### ARTICLE

** BEGIN **

This thesis investigates the comparative performance of three foundational systematic equity

strategies—momentum, mean reversion, and Kelly allocation—within the contemporary U.S. large-cap

market. The goal is to provide investing insights for retail investors with a limited technical background.

Using our self-constructed monthly S&P 500 data from 2019–2025, we implement a two-step design.

We first replicate foundational studies to validate their reliability under recent conditions. Then, unlike

prior studies that evaluate these approaches in isolation, we place all three strategies under a

harmonized comparison framework. Specifically, we place them under unified investment horizons, with

universal rebalancing cadences, and consistent portfolio constraints. Through this process, we also

extended the single-asset Kelly framework into a multi-asset setting. Additionally, by implementing the

harmonized framework, we were able to reduce the model complexity of the original strategies, which

enhances interpretability and usability for retail investors.

** END **

### REQUIRED WORK
A: Answer these questions about the thesis abstract:
(i) Which three strategies does the thesis compare?
(ii) What data does the study use, and what years do they cover?
(iii) Which framework did the study extend into a multi-asset setting?
B: Could you quote the abstract word for word, starting at "universal rebalancing cadences, and" and ending at "for retail investors."?
C: How would you sum up the thesis abstract in two sentences?
The data after this point are separate from the abstract.

Records from a data source

** BEGIN **

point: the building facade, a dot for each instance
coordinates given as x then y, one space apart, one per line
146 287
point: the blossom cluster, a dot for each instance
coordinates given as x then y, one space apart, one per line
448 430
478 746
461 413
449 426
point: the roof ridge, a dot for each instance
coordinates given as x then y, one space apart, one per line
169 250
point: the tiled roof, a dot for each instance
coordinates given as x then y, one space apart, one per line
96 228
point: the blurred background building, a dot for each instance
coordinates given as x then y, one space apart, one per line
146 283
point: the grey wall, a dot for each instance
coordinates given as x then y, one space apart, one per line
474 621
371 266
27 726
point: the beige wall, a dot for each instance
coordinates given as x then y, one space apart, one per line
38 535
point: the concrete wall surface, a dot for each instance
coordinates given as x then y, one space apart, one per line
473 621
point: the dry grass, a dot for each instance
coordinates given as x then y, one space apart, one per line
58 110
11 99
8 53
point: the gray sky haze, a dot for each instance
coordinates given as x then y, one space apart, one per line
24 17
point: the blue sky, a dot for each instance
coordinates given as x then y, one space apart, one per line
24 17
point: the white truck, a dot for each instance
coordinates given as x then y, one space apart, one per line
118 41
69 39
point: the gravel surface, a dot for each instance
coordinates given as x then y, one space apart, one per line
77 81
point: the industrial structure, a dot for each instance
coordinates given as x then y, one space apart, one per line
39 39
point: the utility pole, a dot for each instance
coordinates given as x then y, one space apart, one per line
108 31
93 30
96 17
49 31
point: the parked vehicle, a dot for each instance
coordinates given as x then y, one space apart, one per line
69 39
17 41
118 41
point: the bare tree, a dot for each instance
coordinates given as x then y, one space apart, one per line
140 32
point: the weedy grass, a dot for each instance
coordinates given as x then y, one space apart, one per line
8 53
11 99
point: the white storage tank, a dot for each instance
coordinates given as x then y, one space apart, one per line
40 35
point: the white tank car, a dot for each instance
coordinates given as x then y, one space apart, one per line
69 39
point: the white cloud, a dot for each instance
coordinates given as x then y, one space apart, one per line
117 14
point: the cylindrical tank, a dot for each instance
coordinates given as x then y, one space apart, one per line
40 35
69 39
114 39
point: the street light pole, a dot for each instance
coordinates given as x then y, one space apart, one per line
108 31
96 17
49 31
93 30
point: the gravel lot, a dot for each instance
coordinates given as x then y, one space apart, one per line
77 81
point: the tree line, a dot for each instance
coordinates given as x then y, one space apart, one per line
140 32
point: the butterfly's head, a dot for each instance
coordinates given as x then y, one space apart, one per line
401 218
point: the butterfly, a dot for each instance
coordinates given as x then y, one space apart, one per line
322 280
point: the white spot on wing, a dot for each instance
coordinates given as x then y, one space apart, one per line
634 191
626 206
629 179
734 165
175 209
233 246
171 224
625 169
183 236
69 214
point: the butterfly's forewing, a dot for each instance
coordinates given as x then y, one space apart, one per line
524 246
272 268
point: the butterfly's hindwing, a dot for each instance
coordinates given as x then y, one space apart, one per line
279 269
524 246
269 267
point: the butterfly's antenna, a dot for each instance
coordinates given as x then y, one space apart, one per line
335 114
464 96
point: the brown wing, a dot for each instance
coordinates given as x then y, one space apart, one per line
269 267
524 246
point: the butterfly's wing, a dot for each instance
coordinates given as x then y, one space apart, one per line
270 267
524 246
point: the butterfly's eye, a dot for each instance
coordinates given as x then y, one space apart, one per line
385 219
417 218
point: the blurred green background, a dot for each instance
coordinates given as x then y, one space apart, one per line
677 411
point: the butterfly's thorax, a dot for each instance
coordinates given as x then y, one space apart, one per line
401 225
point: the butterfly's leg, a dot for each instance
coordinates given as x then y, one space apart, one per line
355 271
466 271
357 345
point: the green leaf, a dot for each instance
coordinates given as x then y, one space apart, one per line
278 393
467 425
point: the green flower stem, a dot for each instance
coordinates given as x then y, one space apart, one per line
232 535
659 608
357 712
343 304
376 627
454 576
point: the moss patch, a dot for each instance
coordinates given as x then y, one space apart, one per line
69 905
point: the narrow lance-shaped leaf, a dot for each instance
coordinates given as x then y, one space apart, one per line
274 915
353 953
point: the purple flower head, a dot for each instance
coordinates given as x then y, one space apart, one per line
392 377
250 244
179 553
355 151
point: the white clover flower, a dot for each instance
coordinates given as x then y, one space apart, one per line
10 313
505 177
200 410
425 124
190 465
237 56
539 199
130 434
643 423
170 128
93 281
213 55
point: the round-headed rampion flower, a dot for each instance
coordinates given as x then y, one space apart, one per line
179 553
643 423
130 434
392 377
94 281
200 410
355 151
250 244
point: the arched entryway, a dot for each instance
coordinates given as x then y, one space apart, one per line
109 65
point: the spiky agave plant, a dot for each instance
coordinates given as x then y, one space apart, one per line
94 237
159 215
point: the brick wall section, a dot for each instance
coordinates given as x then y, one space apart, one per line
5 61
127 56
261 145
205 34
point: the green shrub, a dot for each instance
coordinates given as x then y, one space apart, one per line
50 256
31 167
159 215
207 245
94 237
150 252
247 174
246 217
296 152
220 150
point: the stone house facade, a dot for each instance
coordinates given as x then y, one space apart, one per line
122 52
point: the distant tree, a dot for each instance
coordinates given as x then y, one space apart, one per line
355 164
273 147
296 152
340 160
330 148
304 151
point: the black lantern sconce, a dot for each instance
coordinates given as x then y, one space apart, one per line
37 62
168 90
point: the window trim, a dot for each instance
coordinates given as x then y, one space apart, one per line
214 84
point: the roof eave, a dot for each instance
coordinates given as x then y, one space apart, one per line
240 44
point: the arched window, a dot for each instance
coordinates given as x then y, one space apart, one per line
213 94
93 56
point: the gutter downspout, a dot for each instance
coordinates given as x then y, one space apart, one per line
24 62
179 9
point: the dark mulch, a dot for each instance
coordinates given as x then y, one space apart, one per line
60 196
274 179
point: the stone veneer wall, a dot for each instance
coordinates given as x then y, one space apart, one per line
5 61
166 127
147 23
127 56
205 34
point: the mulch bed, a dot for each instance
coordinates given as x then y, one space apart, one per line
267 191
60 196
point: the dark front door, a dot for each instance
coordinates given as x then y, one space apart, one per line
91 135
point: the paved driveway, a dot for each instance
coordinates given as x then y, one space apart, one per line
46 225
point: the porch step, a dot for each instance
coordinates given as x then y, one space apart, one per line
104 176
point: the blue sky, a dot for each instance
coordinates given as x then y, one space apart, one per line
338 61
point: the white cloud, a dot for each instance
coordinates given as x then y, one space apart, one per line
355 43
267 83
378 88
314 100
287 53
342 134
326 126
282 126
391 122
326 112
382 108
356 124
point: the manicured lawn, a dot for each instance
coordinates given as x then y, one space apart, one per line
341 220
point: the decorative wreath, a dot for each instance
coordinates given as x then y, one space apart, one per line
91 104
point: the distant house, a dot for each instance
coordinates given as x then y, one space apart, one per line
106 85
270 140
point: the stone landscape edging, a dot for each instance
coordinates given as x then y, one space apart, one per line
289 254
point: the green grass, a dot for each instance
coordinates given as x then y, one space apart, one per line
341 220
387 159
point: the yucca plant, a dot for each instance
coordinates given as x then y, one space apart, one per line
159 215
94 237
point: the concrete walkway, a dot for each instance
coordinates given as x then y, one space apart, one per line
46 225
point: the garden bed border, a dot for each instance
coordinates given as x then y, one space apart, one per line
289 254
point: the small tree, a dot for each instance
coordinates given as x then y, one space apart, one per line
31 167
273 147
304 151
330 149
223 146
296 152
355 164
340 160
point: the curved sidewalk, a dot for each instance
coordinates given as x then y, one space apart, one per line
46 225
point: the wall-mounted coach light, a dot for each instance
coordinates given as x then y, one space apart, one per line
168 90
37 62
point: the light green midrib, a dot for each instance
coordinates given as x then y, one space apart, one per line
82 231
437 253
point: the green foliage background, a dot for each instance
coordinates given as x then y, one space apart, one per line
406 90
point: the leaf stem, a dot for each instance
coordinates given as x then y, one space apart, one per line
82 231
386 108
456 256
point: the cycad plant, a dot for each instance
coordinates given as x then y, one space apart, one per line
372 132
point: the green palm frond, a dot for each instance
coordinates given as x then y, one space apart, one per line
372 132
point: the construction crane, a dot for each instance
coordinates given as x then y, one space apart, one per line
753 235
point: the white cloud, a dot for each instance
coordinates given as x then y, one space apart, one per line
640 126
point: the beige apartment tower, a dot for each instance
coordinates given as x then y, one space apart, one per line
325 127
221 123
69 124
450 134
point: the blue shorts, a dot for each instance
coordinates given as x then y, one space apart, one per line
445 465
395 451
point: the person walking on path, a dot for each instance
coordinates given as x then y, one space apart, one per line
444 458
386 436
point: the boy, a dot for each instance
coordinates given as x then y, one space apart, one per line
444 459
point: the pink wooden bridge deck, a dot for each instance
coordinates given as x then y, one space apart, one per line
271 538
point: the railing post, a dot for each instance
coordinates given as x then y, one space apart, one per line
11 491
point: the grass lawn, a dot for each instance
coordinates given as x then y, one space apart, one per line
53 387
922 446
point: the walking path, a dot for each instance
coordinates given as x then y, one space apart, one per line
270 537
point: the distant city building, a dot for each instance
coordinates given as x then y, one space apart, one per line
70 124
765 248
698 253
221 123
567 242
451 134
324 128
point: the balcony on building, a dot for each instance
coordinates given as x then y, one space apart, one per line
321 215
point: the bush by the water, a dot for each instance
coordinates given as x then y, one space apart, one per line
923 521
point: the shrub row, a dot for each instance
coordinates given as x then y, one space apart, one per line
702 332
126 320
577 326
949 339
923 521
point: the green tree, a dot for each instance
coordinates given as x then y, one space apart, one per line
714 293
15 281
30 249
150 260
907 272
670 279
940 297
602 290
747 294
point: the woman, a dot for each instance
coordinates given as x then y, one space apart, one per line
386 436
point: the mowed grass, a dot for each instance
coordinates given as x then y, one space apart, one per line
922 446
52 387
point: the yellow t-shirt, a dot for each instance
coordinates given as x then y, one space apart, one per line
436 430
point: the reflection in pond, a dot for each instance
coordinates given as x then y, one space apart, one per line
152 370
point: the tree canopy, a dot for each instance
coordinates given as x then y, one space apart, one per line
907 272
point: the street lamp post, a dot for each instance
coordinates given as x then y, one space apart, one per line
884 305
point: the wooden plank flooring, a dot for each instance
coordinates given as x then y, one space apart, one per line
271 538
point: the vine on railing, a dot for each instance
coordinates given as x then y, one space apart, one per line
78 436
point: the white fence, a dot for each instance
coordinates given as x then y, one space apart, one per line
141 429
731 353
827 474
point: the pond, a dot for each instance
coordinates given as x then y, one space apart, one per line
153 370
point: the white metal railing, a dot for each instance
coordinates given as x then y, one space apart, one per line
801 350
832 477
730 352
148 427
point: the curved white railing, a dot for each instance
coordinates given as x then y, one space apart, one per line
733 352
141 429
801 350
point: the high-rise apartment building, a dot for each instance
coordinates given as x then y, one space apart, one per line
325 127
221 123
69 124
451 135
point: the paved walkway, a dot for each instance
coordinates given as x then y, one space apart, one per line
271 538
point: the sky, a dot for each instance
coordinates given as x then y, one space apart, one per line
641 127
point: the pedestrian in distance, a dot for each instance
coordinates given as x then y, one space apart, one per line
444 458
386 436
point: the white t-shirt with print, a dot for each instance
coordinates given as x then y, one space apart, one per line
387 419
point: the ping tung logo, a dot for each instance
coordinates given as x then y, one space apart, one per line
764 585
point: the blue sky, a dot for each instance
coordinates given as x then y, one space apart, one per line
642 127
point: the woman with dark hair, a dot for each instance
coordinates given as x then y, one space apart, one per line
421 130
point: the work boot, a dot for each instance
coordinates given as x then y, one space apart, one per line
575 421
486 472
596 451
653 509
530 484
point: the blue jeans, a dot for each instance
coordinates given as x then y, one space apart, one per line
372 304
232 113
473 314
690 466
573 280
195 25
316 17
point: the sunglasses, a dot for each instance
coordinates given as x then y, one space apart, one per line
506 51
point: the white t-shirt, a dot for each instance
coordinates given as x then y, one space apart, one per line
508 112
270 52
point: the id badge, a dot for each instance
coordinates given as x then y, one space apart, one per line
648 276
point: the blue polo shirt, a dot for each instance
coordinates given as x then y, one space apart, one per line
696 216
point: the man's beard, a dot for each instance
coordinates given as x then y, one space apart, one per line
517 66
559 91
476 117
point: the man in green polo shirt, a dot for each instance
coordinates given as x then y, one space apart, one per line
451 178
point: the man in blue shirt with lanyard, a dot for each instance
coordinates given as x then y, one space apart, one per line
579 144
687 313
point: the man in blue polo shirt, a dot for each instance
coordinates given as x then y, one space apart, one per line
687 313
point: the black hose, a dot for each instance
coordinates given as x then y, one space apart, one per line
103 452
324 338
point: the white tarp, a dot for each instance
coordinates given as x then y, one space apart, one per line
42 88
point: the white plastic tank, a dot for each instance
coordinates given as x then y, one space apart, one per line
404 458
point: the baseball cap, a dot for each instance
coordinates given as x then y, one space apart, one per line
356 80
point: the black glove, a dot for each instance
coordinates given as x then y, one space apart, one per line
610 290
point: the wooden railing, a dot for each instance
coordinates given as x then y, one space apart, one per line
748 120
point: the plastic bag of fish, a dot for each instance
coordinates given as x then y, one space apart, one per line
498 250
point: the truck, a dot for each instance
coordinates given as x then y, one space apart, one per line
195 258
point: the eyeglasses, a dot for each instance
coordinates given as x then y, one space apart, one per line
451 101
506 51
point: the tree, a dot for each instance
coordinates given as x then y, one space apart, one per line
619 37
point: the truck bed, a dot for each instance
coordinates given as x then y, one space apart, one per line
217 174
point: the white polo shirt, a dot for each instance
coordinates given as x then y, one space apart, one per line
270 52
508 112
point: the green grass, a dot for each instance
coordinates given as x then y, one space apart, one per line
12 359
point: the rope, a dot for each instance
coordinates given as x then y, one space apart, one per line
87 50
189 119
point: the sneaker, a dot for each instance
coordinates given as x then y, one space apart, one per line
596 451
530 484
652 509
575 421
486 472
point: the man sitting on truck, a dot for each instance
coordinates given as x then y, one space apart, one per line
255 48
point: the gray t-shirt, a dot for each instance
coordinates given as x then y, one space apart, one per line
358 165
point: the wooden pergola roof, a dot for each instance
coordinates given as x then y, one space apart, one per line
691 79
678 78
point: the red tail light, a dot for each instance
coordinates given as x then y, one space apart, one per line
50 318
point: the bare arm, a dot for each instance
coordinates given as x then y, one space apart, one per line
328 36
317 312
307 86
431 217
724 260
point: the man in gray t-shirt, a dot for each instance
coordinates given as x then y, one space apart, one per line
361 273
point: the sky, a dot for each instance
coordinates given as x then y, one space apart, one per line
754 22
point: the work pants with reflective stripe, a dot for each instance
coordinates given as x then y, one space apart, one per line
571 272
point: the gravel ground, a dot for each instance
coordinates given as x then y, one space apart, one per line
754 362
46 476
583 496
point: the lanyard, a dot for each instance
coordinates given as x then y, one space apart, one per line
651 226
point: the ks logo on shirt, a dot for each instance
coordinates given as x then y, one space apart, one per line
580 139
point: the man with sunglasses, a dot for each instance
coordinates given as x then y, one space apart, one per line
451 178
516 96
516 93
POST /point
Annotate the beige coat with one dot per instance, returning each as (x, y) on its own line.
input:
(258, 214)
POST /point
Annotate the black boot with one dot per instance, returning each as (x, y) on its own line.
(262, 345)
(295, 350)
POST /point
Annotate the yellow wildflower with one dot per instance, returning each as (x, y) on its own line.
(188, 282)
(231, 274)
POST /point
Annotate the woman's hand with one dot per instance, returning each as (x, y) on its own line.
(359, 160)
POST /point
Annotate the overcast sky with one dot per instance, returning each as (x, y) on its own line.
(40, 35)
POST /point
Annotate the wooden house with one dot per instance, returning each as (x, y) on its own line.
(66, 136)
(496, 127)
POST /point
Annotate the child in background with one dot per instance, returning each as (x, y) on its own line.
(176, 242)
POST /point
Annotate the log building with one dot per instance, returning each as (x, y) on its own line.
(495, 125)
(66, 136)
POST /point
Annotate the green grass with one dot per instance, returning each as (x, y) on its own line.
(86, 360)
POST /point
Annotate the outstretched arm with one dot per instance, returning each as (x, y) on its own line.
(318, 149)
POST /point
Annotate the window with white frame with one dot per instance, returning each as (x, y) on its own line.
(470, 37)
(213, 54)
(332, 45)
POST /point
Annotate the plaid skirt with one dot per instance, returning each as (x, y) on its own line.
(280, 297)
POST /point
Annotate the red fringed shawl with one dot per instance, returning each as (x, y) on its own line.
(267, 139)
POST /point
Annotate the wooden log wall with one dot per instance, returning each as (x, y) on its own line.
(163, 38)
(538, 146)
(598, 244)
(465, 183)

** END **

### PROBLEM SOLUTIONS
A:
(i) Momentum, mean reversion, and Kelly allocation.
(ii) Self-constructed monthly S&P 500 data from 2019–2025.
(iii) The single-asset Kelly framework.

B:
universal rebalancing cadences, and consistent portfolio constraints. Through this process, we also

extended the single-asset Kelly framework into a multi-asset setting. Additionally, by implementing the

harmonized framework, we were able to reduce the model complexity of the original strategies, which

enhances interpretability and usability for retail investors.

C: The thesis compares momentum, mean reversion, and Kelly allocation in the contemporary U.S. large-cap market to offer investing insights for retail investors with a limited technical background. Using self-constructed monthly S&P 500 data from 2019–2025, it first replicates foundational studies and then places all three strategies under a harmonized comparison framework, extending Kelly into a multi-asset setting and reducing model complexity to improve interpretability and usability.